Goal of the exercise ▸ Set the data down once more, in full and exactly.
──────── Given entries ────────
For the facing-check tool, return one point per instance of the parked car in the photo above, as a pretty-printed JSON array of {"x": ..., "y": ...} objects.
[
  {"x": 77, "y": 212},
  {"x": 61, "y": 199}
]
────────
Result for this task ▸
For the facing-check tool, return one point per instance of the parked car in the photo above, as a pretty-printed JSON array of {"x": ..., "y": ...} objects.
[
  {"x": 77, "y": 212},
  {"x": 61, "y": 199}
]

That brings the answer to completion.